[START OF GIVEN TEXT]

Employee education can be key to protecting your company's and customers' data.

“Every organization should train their employees on security awareness,” Steve Morgan, founder and editor-in-chief at Cybersecurity Ventures. “And every organization should have a simulated phishing program. This is the process of simulating phishing attacks on employees, regularly, to confirm that the employees are able to recognize the threats and respond to them properly.” Some of the other steps he recommends:

  • Ongoing education. Morgan urges business owners to recognize that training is not a one-shot deal. “We’re talking about behavioral training, and that is not something that changes after one class or watching one video.” To optimize cyber safety, your small business needs to reinforce those lessons and update them to integrate the latest scams.
  • Develop and maintain good data storage and backup practices. Without them, the time and financial costs of data restoration are compounded and may pose secondary threats to your business by delaying your resumption of normal operations.
  • Create a “cyber resiliency.” The last thing you want in the aftermath of a breach is to trust in your ability to improvise productively. As with the simulated phishing scenarios, he urges companies to run breach fire drills “to practice incident and breach response. The steps are going to be different for each organization depending on variables.”

Finally, among the simplest forms of protection is being password-protection savvy. Your anniversary. Your dog’s name. The title of your favorite movie. What do they have in common? When used as passwords, they’re as good as invitations to get hacked. Of course, the more passwords you need, and the more complicated they are, the more likely you are to forget them. That’s where password managers  come in. They allow you to create passwords that are complex enough to foil hackers but give you access to a (password-protected, of course) list so you don’t have to remember them.

[END OF GIVEN TEXT]
[START OF PROVIDED MATERIAL]

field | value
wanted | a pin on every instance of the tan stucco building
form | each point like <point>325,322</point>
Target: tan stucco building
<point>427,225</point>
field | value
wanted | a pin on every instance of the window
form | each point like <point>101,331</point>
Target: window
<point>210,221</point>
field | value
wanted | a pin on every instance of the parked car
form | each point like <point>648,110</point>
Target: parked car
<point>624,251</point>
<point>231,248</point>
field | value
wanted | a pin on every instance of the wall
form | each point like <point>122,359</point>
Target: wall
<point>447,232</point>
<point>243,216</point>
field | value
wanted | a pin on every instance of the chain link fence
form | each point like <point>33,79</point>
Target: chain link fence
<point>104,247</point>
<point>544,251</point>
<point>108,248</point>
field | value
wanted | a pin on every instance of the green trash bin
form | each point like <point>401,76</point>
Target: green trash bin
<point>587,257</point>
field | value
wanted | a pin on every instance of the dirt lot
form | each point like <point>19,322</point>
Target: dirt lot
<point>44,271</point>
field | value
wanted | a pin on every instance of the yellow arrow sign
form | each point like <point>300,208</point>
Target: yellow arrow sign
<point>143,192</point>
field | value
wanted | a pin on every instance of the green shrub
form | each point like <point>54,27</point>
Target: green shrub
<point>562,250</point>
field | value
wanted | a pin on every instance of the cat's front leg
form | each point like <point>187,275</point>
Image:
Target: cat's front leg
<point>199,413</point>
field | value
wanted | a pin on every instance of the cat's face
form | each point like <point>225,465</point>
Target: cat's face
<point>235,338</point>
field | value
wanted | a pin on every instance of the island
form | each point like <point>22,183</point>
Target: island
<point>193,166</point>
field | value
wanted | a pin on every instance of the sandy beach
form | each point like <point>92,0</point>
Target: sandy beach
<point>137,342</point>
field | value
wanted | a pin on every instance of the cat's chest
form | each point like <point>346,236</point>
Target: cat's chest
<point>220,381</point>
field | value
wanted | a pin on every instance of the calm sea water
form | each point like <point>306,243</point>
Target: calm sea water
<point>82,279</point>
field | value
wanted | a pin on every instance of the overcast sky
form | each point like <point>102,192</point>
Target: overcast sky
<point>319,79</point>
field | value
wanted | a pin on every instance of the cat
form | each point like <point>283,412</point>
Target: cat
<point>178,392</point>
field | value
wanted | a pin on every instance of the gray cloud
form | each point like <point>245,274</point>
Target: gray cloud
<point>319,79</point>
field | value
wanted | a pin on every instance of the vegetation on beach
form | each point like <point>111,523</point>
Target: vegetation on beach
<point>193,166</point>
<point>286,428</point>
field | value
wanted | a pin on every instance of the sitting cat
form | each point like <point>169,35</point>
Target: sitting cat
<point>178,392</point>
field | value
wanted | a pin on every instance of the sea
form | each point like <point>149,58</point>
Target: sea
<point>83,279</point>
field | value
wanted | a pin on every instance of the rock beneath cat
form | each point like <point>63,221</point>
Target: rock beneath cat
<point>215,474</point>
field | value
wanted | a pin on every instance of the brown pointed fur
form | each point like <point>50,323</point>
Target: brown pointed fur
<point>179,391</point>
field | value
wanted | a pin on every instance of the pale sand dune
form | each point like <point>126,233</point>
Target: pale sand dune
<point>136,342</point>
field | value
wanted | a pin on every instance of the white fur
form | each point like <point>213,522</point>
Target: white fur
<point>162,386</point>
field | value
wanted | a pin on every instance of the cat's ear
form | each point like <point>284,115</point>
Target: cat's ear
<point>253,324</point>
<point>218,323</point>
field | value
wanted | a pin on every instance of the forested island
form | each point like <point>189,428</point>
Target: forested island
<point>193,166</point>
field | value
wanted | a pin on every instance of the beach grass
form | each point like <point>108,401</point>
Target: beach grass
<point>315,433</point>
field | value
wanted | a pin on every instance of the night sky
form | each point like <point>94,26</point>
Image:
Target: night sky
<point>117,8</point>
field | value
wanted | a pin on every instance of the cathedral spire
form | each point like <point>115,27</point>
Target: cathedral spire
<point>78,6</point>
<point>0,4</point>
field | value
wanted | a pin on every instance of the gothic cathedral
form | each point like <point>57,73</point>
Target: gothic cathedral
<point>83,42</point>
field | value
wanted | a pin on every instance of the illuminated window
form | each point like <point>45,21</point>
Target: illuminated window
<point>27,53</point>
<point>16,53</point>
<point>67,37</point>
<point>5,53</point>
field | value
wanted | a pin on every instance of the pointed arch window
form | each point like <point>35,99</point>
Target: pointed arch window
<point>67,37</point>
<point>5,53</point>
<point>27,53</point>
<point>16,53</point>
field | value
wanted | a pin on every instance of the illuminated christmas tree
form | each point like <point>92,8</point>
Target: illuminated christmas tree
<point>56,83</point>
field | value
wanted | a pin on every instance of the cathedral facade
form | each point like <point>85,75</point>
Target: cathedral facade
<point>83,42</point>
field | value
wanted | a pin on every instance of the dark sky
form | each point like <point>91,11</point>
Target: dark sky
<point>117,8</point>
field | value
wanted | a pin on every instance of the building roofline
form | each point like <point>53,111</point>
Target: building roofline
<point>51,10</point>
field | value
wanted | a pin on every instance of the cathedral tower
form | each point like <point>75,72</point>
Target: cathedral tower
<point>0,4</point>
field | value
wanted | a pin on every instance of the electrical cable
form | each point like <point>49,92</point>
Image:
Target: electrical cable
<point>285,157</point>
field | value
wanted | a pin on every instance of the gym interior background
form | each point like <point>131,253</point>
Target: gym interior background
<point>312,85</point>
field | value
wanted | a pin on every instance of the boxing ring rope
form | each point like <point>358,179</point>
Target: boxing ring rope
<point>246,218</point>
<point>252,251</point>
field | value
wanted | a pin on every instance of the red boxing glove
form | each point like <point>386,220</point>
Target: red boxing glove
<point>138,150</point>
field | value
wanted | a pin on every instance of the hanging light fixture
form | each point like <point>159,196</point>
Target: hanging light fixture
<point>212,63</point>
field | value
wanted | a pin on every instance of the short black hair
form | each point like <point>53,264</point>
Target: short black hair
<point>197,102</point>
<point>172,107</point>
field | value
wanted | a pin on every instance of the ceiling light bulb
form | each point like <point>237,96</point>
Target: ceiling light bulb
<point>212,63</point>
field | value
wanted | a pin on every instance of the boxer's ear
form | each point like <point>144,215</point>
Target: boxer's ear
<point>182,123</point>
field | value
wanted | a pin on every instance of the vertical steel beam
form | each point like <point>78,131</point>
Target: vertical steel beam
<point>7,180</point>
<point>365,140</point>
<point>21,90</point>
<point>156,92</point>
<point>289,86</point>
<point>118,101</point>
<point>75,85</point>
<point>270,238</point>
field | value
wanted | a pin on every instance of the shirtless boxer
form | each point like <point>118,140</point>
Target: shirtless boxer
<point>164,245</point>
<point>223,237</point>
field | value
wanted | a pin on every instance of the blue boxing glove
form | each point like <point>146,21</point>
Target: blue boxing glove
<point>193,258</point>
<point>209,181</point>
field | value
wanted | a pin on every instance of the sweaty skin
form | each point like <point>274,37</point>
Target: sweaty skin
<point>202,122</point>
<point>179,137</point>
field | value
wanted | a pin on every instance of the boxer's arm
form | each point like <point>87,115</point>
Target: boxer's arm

[END OF PROVIDED MATERIAL]

> _TASK DETAILS_: Can you output, word for word, the stretch of the passage on employee security training from "Employee education can" through "the latest scams."? This data was drawn from a separate source.

> _PROBLEM SOLUTION_:
Employee education can be key to protecting your company's and customers' data.

“Every organization should train their employees on security awareness,” Steve Morgan, founder and editor-in-chief at Cybersecurity Ventures. “And every organization should have a simulated phishing program. This is the process of simulating phishing attacks on employees, regularly, to confirm that the employees are able to recognize the threats and respond to them properly.” Some of the other steps he recommends:

  • Ongoing education. Morgan urges business owners to recognize that training is not a one-shot deal. “We’re talking about behavioral training, and that is not something that changes after one class or watching one video.” To optimize cyber safety, your small business needs to reinforce those lessons and update them to integrate the latest scams.